(Outline labeling records)
┌──

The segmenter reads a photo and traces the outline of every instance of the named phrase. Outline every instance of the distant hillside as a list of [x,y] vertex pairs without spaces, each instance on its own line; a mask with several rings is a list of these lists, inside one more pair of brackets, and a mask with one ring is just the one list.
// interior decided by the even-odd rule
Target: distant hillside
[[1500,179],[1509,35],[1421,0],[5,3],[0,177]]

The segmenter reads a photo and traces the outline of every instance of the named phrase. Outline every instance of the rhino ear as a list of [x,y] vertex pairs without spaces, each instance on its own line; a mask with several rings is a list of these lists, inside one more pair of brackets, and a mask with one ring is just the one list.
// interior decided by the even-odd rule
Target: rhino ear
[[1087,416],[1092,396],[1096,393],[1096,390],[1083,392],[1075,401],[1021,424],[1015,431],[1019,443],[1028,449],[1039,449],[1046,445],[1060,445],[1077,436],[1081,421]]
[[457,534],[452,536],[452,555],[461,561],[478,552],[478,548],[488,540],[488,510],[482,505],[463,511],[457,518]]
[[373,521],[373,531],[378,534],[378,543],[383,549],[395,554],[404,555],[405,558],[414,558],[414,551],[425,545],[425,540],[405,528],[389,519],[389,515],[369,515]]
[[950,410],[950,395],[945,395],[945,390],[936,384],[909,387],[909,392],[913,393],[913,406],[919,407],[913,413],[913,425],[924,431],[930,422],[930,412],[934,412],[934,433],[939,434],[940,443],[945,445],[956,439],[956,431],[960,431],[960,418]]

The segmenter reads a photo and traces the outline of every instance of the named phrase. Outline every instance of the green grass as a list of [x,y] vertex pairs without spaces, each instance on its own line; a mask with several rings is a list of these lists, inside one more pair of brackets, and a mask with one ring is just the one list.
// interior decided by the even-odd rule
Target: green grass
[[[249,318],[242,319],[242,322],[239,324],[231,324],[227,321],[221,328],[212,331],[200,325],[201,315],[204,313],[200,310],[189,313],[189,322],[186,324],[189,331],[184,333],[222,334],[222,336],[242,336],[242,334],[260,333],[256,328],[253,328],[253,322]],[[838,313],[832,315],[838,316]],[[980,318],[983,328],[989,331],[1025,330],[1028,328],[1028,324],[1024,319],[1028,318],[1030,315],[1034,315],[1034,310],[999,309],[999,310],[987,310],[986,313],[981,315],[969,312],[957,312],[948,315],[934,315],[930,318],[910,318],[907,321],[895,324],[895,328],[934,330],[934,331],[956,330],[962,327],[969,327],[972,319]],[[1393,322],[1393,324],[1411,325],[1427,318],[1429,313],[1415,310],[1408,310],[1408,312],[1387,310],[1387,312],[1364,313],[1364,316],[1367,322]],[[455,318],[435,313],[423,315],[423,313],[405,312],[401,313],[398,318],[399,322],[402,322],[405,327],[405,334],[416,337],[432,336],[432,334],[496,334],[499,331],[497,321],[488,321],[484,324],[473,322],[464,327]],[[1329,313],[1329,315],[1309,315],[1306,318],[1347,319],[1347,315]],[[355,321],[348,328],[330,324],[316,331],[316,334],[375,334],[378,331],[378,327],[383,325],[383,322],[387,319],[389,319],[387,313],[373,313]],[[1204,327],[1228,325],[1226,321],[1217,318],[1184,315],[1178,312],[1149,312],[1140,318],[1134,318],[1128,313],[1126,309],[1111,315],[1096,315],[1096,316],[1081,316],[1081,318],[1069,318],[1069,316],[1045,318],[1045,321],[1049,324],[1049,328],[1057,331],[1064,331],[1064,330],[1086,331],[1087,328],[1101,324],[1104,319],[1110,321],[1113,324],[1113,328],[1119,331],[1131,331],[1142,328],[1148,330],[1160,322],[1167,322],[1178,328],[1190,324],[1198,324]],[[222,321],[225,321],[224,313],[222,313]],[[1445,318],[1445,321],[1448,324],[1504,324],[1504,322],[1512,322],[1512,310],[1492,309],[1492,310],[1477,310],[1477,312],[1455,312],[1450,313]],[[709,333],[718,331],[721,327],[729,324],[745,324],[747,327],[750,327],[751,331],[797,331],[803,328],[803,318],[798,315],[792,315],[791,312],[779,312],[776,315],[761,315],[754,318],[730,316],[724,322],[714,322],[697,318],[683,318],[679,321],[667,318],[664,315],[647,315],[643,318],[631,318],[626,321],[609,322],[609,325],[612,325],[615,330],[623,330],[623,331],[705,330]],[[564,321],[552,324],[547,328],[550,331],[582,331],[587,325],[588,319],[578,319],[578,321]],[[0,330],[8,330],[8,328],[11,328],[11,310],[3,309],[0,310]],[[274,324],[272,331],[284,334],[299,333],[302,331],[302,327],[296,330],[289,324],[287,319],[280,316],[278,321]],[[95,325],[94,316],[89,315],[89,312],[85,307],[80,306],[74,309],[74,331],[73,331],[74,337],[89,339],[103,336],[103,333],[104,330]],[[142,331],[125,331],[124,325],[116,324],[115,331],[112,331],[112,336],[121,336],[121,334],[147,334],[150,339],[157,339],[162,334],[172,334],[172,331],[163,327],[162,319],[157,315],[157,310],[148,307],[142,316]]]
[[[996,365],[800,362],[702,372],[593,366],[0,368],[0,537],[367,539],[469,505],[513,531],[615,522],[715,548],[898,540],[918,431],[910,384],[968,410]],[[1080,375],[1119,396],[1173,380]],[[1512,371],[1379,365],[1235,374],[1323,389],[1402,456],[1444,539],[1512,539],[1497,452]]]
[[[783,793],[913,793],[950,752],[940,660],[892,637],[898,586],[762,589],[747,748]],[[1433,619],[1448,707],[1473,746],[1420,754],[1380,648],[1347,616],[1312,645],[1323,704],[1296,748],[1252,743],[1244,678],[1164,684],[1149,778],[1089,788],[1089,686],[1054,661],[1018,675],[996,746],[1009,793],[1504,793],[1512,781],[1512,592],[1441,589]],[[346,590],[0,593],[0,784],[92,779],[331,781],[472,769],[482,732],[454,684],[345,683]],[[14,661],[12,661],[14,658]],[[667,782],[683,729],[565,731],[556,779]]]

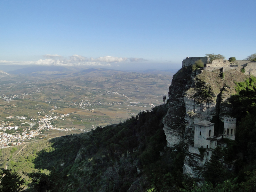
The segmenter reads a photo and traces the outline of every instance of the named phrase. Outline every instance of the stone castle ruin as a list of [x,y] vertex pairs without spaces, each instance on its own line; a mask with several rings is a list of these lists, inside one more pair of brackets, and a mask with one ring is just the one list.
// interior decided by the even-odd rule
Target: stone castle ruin
[[223,122],[223,134],[217,136],[213,135],[214,124],[204,120],[194,124],[194,144],[188,147],[188,151],[185,157],[183,167],[185,173],[192,172],[194,177],[198,177],[200,175],[199,172],[193,170],[202,167],[205,163],[209,162],[212,151],[217,146],[226,147],[222,139],[235,140],[236,119],[224,117]]
[[256,61],[255,61],[237,60],[230,63],[226,59],[221,59],[213,60],[210,63],[208,57],[187,57],[182,61],[182,67],[193,65],[195,61],[199,60],[201,60],[204,64],[203,70],[220,69],[222,72],[225,72],[229,70],[240,70],[244,68],[245,75],[256,76]]

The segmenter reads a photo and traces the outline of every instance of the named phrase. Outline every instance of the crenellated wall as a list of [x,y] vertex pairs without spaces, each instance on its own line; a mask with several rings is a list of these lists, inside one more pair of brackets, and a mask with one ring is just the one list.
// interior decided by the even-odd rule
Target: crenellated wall
[[188,67],[195,64],[195,62],[201,60],[205,65],[209,62],[209,58],[208,57],[187,57],[183,60],[182,61],[182,67]]

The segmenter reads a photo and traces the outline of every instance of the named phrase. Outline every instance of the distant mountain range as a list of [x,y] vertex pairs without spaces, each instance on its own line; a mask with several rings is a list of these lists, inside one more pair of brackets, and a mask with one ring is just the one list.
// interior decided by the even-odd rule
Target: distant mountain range
[[[65,73],[67,72],[76,72],[79,74],[86,74],[91,72],[95,72],[100,71],[123,71],[127,72],[135,72],[149,73],[151,74],[161,74],[162,75],[172,75],[176,73],[178,69],[168,69],[163,70],[159,70],[157,69],[149,69],[144,71],[136,71],[135,70],[129,70],[121,71],[113,69],[105,68],[91,68],[84,69],[84,68],[74,67],[63,67],[60,66],[32,66],[27,67],[21,69],[19,69],[13,71],[9,71],[9,73],[13,75],[28,75],[31,74],[33,75],[38,75],[41,74],[41,72],[62,72]],[[9,74],[8,74],[9,75]]]
[[13,75],[28,74],[35,72],[42,71],[59,71],[63,72],[70,70],[64,67],[60,66],[32,66],[22,69],[10,71],[9,73]]
[[6,72],[4,72],[3,71],[0,71],[0,78],[8,76],[10,76],[10,75],[8,74]]

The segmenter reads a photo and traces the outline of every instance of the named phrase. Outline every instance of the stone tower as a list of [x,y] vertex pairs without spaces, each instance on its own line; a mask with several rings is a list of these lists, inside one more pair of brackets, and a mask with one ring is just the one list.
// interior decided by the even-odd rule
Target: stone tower
[[214,124],[208,121],[203,121],[194,124],[194,147],[215,148],[217,141],[212,139],[213,137]]
[[236,138],[236,119],[232,117],[224,118],[224,137],[235,140]]

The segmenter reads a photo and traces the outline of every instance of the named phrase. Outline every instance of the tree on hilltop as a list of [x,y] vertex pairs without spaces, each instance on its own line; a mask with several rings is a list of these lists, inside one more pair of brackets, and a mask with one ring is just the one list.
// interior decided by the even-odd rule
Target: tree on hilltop
[[205,54],[206,57],[209,57],[210,59],[210,62],[211,63],[212,61],[215,59],[226,59],[226,57],[220,54]]
[[256,61],[256,53],[249,55],[244,60],[247,61]]
[[228,58],[228,61],[230,62],[233,62],[235,61],[236,60],[235,57],[231,57]]

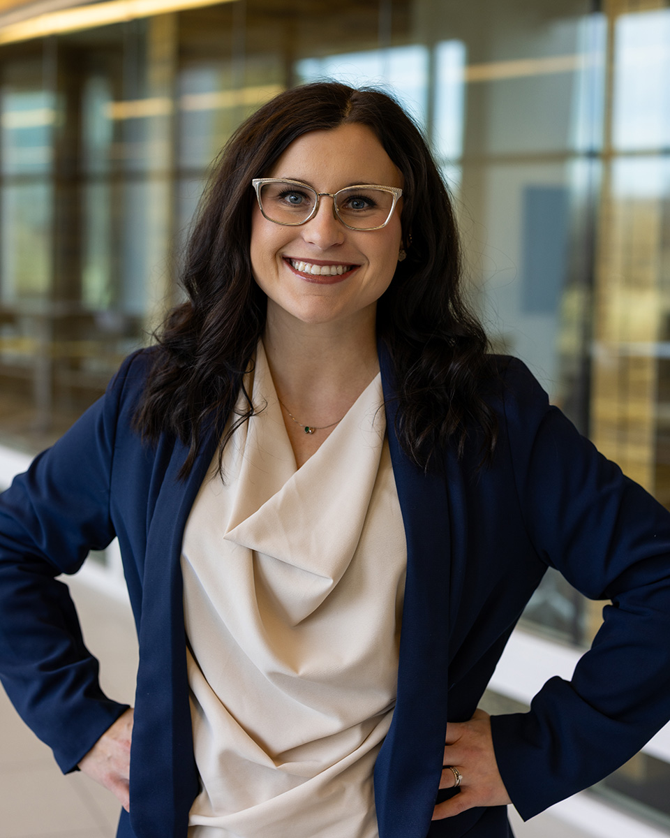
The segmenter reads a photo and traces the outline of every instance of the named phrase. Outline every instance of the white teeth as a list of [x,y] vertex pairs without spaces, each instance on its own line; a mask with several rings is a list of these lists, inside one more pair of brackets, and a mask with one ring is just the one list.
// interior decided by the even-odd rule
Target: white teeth
[[311,273],[313,276],[342,276],[349,270],[347,265],[314,265],[312,262],[297,261],[295,259],[291,260],[291,264],[301,273]]

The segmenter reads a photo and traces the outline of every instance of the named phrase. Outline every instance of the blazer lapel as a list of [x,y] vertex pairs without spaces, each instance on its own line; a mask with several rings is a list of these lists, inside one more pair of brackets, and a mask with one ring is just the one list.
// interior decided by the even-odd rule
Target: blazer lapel
[[[210,434],[186,481],[187,449],[161,445],[165,469],[149,525],[131,753],[131,824],[143,838],[183,836],[198,793],[186,670],[181,548],[186,520],[219,439]],[[141,803],[139,801],[142,801]]]
[[381,838],[424,838],[437,794],[446,732],[451,531],[444,473],[425,474],[395,434],[390,360],[380,345],[387,432],[407,541],[407,580],[393,722],[377,758]]

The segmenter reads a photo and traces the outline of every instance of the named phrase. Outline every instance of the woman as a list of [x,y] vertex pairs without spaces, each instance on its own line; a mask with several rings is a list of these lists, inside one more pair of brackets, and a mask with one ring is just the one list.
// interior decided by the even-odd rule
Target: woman
[[[261,107],[183,282],[157,347],[0,504],[6,689],[116,794],[119,836],[499,838],[510,799],[532,816],[662,726],[670,516],[487,354],[393,100],[319,83]],[[115,535],[134,715],[54,581]],[[548,565],[612,605],[570,683],[489,719]]]

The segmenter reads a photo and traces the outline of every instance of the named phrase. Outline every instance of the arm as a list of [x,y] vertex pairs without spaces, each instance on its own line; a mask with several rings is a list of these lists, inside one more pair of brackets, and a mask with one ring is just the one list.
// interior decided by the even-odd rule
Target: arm
[[109,486],[126,361],[103,399],[0,496],[0,675],[17,710],[73,770],[126,711],[98,685],[61,572],[114,537]]
[[591,785],[670,717],[670,514],[599,454],[518,362],[507,446],[529,537],[592,599],[611,599],[570,681],[492,718],[502,779],[524,818]]

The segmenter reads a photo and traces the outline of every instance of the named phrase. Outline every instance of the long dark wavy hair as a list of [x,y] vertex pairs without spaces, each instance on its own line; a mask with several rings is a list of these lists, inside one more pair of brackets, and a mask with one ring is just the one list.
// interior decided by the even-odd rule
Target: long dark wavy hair
[[[309,131],[368,126],[405,178],[398,263],[377,307],[397,392],[396,432],[404,451],[428,469],[455,442],[462,454],[476,433],[484,459],[496,444],[495,416],[482,396],[491,373],[486,334],[466,304],[453,210],[442,178],[412,120],[389,96],[339,82],[295,87],[263,105],[214,161],[185,254],[188,295],[157,333],[157,348],[136,425],[156,442],[172,433],[189,446],[188,474],[205,432],[237,402],[263,334],[266,298],[250,256],[252,178],[268,176],[285,149]],[[238,411],[220,452],[254,412]],[[220,463],[219,452],[219,463]]]

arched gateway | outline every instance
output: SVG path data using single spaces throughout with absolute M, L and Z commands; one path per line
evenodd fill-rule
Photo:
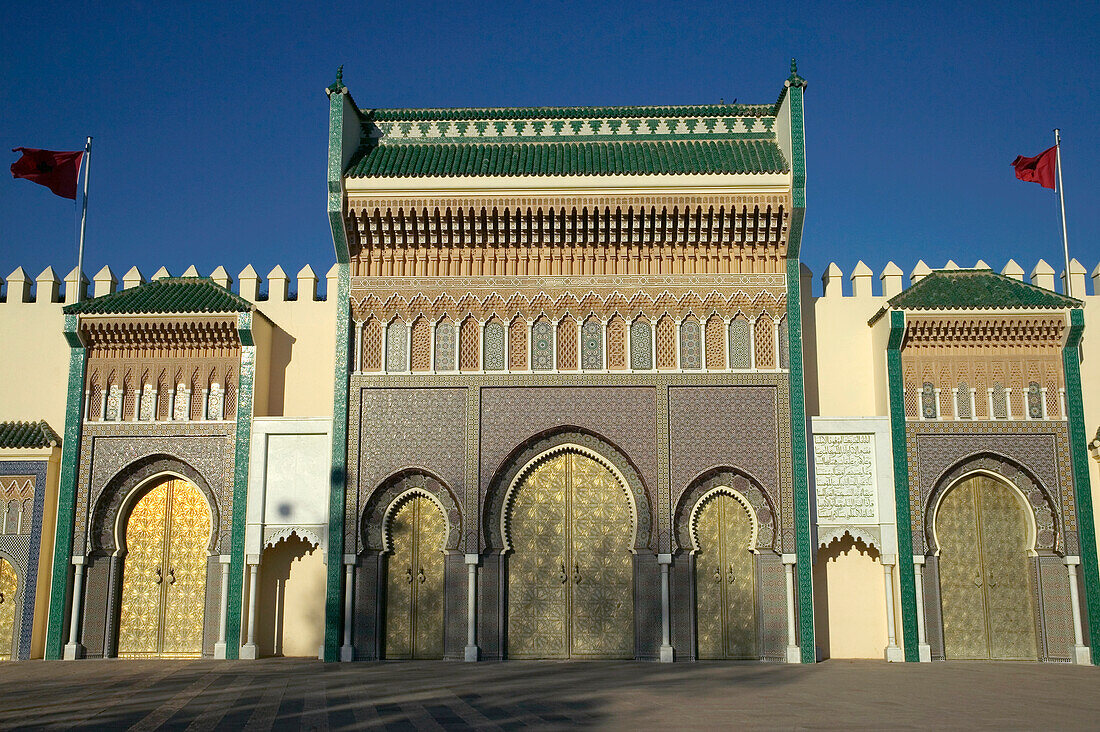
M 185 480 L 160 482 L 134 503 L 122 535 L 120 657 L 201 657 L 210 526 L 206 498 Z
M 411 493 L 389 518 L 383 657 L 443 657 L 443 544 L 447 520 Z
M 1018 493 L 1002 480 L 971 474 L 944 495 L 935 527 L 946 658 L 1037 658 L 1027 559 L 1033 532 Z
M 506 502 L 507 655 L 634 656 L 632 504 L 603 463 L 537 458 Z

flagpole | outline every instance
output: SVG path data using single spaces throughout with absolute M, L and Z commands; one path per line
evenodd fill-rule
M 88 225 L 88 170 L 91 167 L 91 136 L 84 143 L 84 206 L 80 209 L 80 247 L 76 255 L 76 298 L 80 302 L 80 291 L 84 289 L 84 230 Z M 1065 207 L 1063 208 L 1065 219 Z
M 88 138 L 91 140 L 91 138 Z M 1066 294 L 1074 296 L 1072 277 L 1069 275 L 1069 237 L 1066 234 L 1066 194 L 1062 190 L 1062 131 L 1054 128 L 1055 160 L 1058 163 L 1058 198 L 1062 201 L 1062 249 L 1066 255 Z M 87 181 L 85 181 L 87 184 Z M 1082 295 L 1085 293 L 1081 293 Z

└──

**STATED PROBLEM**. Substitute "stone archway" for "arched gateway" in the lines from the line with "arched gateway | outline every instance" up to and including the line with "M 185 480 L". Give only those lines, otherwise unchanged, and leave the pictures out.

**ANSWER IN FULL**.
stone archway | outline every instance
output: SVG path data using single spaces throughout with absolute M, L and Z commands; one path per line
evenodd fill-rule
Photo:
M 185 480 L 160 482 L 134 503 L 122 535 L 120 657 L 201 657 L 210 526 L 206 498 Z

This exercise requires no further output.